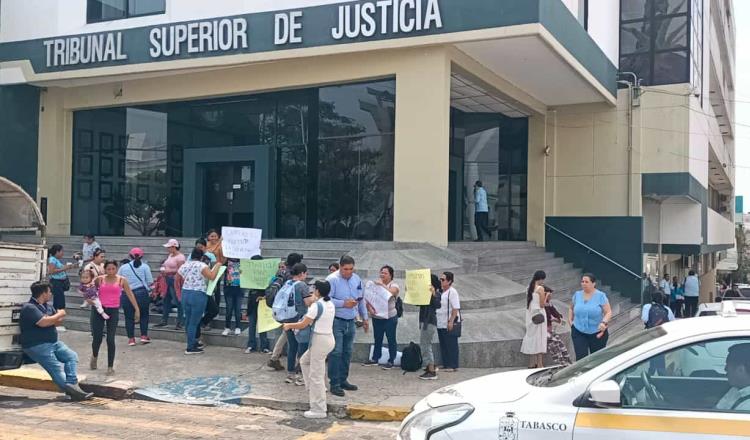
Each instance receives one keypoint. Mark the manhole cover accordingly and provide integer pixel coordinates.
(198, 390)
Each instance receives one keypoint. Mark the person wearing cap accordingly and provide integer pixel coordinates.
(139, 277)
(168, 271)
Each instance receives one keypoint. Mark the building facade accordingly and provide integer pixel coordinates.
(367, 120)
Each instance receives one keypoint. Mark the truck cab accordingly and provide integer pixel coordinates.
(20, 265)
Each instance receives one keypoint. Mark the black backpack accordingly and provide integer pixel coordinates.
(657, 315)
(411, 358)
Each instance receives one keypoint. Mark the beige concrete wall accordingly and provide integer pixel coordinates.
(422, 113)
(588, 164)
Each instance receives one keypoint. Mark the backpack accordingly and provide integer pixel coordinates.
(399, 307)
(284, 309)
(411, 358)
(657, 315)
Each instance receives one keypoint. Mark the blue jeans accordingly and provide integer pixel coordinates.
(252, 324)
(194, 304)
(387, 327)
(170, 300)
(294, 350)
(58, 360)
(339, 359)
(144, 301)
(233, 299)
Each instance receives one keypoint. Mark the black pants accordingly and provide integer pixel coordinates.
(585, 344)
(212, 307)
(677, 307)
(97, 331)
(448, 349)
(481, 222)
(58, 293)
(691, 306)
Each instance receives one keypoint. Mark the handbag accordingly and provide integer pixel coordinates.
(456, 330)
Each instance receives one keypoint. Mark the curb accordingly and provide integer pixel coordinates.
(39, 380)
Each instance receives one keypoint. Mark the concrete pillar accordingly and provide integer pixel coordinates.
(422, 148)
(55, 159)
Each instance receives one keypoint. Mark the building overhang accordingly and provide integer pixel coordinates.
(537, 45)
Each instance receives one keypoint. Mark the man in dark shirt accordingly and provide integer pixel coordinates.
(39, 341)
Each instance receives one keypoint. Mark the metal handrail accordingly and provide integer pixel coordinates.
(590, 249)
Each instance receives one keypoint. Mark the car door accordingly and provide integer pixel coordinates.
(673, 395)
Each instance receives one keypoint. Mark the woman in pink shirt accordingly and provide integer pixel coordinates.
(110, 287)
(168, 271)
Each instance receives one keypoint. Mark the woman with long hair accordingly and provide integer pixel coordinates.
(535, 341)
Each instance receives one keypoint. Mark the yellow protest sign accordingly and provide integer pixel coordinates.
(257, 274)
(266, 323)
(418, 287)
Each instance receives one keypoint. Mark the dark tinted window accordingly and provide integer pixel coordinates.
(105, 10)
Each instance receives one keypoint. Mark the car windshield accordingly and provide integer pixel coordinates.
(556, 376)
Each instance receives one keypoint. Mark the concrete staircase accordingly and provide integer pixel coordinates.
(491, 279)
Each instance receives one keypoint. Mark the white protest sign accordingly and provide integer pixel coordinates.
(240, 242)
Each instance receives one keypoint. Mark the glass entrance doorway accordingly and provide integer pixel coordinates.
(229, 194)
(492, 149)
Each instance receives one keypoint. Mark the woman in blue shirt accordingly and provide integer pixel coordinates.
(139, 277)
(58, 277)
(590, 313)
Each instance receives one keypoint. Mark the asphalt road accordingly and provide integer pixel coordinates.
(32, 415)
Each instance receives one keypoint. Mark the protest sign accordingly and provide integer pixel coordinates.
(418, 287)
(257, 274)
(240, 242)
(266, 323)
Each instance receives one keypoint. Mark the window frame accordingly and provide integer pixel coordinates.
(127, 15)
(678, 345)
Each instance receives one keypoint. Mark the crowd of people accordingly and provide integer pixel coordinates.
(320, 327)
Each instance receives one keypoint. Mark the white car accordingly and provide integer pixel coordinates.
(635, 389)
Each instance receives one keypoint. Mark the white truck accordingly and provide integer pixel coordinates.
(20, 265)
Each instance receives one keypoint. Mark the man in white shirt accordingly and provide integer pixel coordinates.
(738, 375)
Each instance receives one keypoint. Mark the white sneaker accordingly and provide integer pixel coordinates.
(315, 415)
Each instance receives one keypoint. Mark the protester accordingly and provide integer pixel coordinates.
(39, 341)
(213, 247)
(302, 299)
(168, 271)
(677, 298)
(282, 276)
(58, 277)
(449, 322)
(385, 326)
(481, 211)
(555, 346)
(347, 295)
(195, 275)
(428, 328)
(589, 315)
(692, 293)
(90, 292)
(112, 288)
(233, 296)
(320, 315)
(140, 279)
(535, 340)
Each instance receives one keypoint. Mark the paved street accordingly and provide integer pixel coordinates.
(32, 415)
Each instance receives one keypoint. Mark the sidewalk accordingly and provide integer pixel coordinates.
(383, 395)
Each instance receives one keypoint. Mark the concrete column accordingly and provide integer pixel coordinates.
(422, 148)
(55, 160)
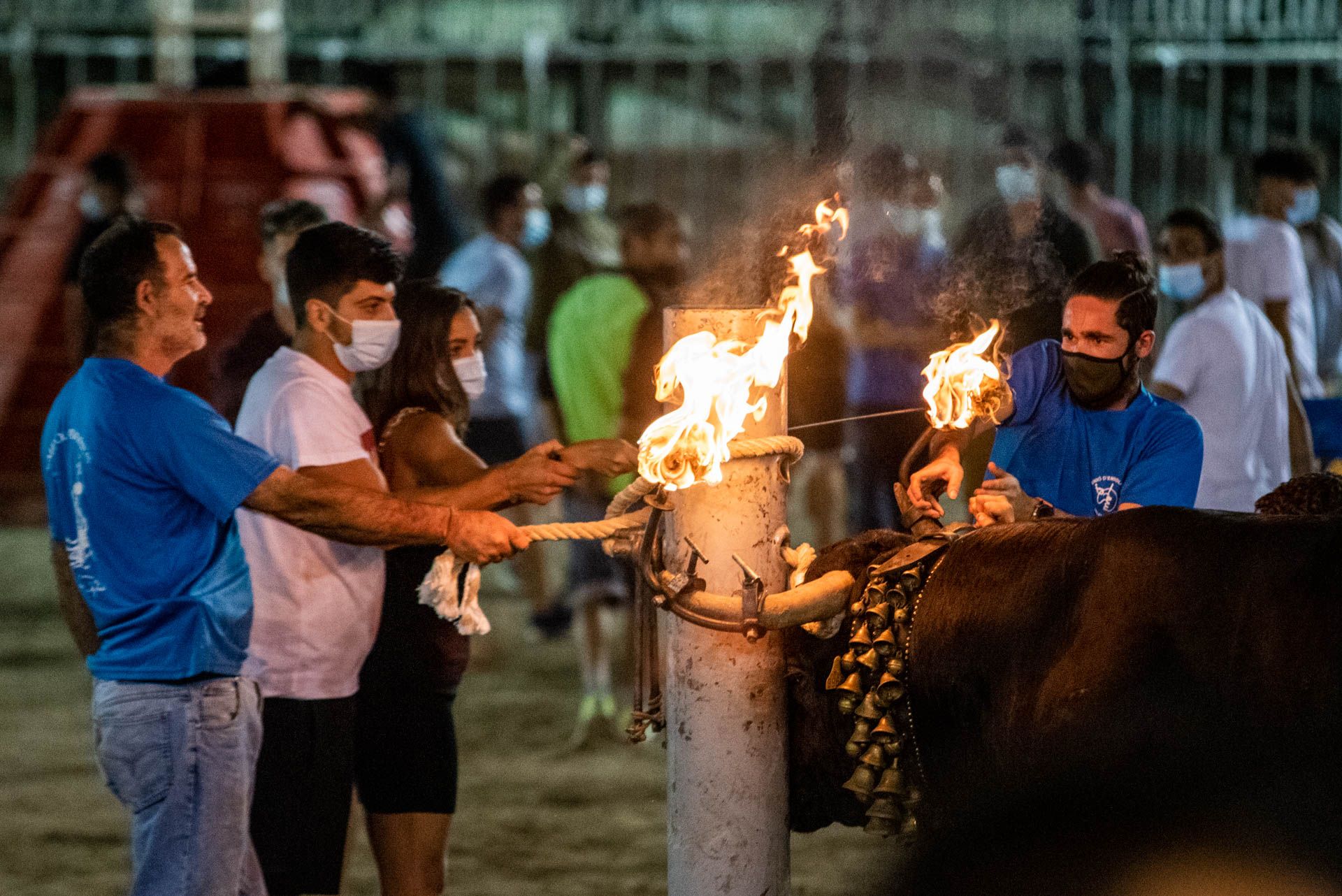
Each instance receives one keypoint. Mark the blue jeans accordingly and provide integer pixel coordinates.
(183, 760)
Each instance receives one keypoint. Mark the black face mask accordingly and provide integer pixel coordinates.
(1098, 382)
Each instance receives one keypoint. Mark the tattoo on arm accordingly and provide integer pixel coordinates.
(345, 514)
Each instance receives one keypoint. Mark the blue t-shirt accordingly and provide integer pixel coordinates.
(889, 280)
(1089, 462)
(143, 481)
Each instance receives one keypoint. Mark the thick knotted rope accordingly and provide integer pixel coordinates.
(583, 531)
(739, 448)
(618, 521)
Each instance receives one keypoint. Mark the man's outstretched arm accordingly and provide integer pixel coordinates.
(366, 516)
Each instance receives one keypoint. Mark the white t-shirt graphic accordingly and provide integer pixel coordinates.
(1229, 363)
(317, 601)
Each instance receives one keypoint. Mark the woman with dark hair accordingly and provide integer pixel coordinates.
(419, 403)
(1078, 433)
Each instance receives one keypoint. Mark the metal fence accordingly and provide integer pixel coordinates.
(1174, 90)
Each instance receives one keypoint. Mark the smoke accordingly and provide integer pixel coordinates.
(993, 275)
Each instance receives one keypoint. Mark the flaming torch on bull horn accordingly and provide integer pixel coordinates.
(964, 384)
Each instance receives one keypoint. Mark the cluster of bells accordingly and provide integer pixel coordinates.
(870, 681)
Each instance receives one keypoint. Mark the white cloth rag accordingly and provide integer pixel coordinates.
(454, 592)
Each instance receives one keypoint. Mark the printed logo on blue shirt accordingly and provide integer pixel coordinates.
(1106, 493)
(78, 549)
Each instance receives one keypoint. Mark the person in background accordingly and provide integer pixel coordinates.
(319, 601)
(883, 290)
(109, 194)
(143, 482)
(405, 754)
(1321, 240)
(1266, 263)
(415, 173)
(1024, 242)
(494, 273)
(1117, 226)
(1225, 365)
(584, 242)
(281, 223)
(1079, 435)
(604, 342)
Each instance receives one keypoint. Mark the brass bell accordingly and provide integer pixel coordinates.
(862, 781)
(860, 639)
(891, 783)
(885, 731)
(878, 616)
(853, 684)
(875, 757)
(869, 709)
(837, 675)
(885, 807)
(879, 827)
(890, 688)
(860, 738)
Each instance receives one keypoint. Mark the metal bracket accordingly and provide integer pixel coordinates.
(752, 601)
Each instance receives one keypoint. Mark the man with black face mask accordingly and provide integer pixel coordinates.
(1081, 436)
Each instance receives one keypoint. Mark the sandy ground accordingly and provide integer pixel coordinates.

§ **Task description**: Give back the listing word for word, minus its images.

§ **Exercise result**:
Each instance receives one keypoint. Mark the manhole cover accordingly and provide integer pixel coordinates.
(198, 390)
Each instance receives one keypoint. Mark the person wearing cap accordingly and provide integer pixel coordinates.
(139, 277)
(168, 271)
Each instance receives one keypoint. Mark the building facade accordingly and provide integer pixel coordinates.
(367, 120)
Each instance receives one keypoint. Mark the truck cab accordingly and provide integer pixel coordinates.
(20, 265)
Each instance receives one keypoint. Mark the black backpack accordingly and provide integer pixel coordinates.
(657, 315)
(411, 358)
Each instance receives one keypoint. Mark the beige concrete wall accordingly and provide integer pixel coordinates.
(422, 113)
(588, 164)
Each instance receives one keypoint. Mark the backpack accordingly and provide integer pixel coordinates.
(399, 307)
(284, 309)
(411, 358)
(657, 315)
Each instance receives one keypoint. Mark the blue jeans accordingly and provide integer pixel coordinates.
(252, 324)
(194, 304)
(387, 327)
(170, 300)
(294, 350)
(58, 360)
(339, 359)
(144, 301)
(233, 299)
Each instance receives one keypoint. Mark the black pants accordingly and provide integer pixel coordinates.
(585, 344)
(212, 307)
(677, 307)
(97, 331)
(448, 349)
(481, 222)
(58, 293)
(691, 306)
Each instance receives one keypoint. Mark the handbag accordingly and provide integer pixel coordinates.
(456, 330)
Each instance receives one keypoint. Mark the curb accordingly and provide integer pixel coordinates.
(39, 380)
Each instance receives one keypoint. Mark the concrete pillar accordingly and provide integer pixel coordinates.
(422, 148)
(55, 159)
Each instance receives one keypoint. Mark the building overhang accordingly and provide integer pixel coordinates.
(537, 45)
Each instance receives one keypoint. Mark the man in dark shirt accordingly and provide integer pixel coordinates.
(39, 341)
Each instance receives one keypoint. Mark the metal handrail accordingly and provide integer pixel coordinates.
(590, 249)
Each instance receives one keypoint. Mark the car door accordingly and provide integer pixel coordinates.
(673, 395)
Each instance receives one keypoint. Mark the woman in pink shirt accordingly and provide integer pixel coordinates.
(110, 287)
(168, 271)
Each instance receives one keypoint. Mark the woman with long hair accordingly and provide integer pixel coordinates.
(535, 341)
Each instance receives one keypoint. Mark the yellow protest sign accordingly and provide integer pixel coordinates.
(257, 274)
(266, 323)
(418, 287)
Each instance receives one keypoint. Mark the dark tinted window accordingly and provide integer pixel coordinates.
(105, 10)
Each instance receives one keypoint. Mark the car windshield accordingly and provide integer pixel coordinates.
(556, 376)
Each instance receives one keypoint. Mark the concrete staircase accordingly and provide integer pixel coordinates.
(491, 279)
Each instance receives one keypoint. Mark the white protest sign accordingly and provide integer pixel coordinates.
(240, 242)
Each instance receives one keypoint. Mark the glass entrance doorway accordingly and provide integer pixel coordinates.
(229, 194)
(492, 149)
Each instance receives one keypoint. Mark the woman in blue shirt accordingly and provide integer pixel coordinates.
(139, 277)
(58, 277)
(590, 313)
Each instance receives one keypoint. Mark the asphalt road accordingly and provide integer pixel coordinates.
(32, 415)
Each instance receives one keypoint. Mark the protest sign accordingly and provide integer pixel coordinates.
(418, 287)
(257, 274)
(240, 242)
(266, 323)
Each instance receives one keypoint. Mark the window frame accordingly and provide integer pixel coordinates.
(127, 15)
(678, 345)
Each instance receives one keypoint. Mark the crowd of people accordingly and provide integer pixel coordinates.
(320, 327)
Each instance receives one keypoint. Mark the white car accordingly and provide integer pixel coordinates.
(635, 389)
Each instance receives one keypoint. Mark the white truck accordingly and provide integer pixel coordinates.
(20, 265)
Each instance receives one keypoint. Mark the man in white shirt accordingly and provide integer pixel coordinates.
(738, 375)
Each instance receives one keypoint. Mark the white sneaker accordingly and provide integer pixel coordinates.
(315, 415)
Each instance receives one keypoint. Mark the protester accordingly and provide integer pixel coordinates.
(39, 341)
(213, 247)
(302, 299)
(168, 271)
(677, 298)
(282, 276)
(58, 277)
(449, 322)
(385, 326)
(481, 211)
(555, 346)
(347, 295)
(195, 275)
(428, 328)
(589, 315)
(692, 293)
(90, 292)
(112, 288)
(233, 296)
(320, 315)
(140, 279)
(535, 340)
Each instance receives one keypoint. Mark the paved street accordingly and provide integer pixel coordinates.
(32, 415)
Each instance receives one keypoint. Mark the sidewalk accordingly and provide integer pixel coordinates.
(383, 395)
Each instance receives one keypoint. Mark the concrete column accordingly and provide integer pixel coordinates.
(422, 148)
(55, 160)
Each instance receives one keypoint. Mark the blue jeans accordingly and provide integer pixel coordinates.
(183, 760)
Each instance receives one keypoint. Mark the black face mask accordingly and provide integer pixel coordinates.
(1098, 382)
Each instance receives one keypoint. Mark the tattoo on arm accordingly and provide integer pixel coordinates.
(345, 514)
Each instance receives one keypoint. Mark the blue t-shirt accordingly and provide integer pixel coordinates.
(889, 280)
(1089, 462)
(143, 481)
Each instance receives one keypoint. Mark the thick knotted rope accordingly and provide integer pixel coordinates.
(583, 531)
(739, 448)
(618, 521)
Each instance receives one keypoint. Mark the man's outstretched arm accordingly and provide integer pixel coordinates.
(366, 516)
Each instance receives one keypoint. Mark the white t-shirt graphic accordingly and provide integer pixel coordinates.
(1229, 363)
(317, 601)
Each instance receives one keypoint. Mark the woman with dark hair accordingly and provide integer pixel coordinates.
(419, 403)
(1078, 433)
Each instance receives one keypoint. Mark the metal fence accordingly and provide integer pixel coordinates.
(1174, 90)
Each instance receives one keypoint. Mark the smoke accordingly and provide integer pixel coordinates.
(993, 275)
Each instance receives one keypoint. Mark the flaming torch on bull horn accordingly and provide integer pixel coordinates.
(964, 384)
Each instance receives one keypoint. Mark the cluster of bells accordingly and provide integer pixel coordinates.
(870, 681)
Each instance receives one keypoint. Mark the white cloth rag accordingly and provide integer pixel coordinates.
(454, 592)
Each instance receives one keypoint. Mark the printed logo on blue shirt accordingly and provide integer pixel coordinates.
(1106, 493)
(78, 549)
Each instance receives one keypoint. Mark the person in background accordingly and provide integer pixel coordinates.
(319, 601)
(883, 290)
(109, 194)
(143, 482)
(405, 754)
(1321, 240)
(1266, 263)
(415, 173)
(1024, 242)
(494, 273)
(1117, 226)
(1225, 365)
(584, 242)
(281, 223)
(1079, 435)
(604, 342)
Each instance receives one keypoint. Mark the brass bell accordingly and provide integer pixel coordinates.
(862, 781)
(860, 639)
(891, 783)
(885, 731)
(878, 616)
(853, 684)
(875, 757)
(869, 709)
(837, 675)
(885, 807)
(879, 827)
(890, 688)
(860, 738)
Each instance receives one keypoint. Mark the metal bracket accordingly and provide integer pixel coordinates.
(752, 601)
Each instance receives one keypoint. Mark the man with black face mask accordingly and provide integer pixel coordinates.
(1081, 436)
Each instance receives one keypoint. Mark the sandy ground accordingly and provide integer pixel coordinates.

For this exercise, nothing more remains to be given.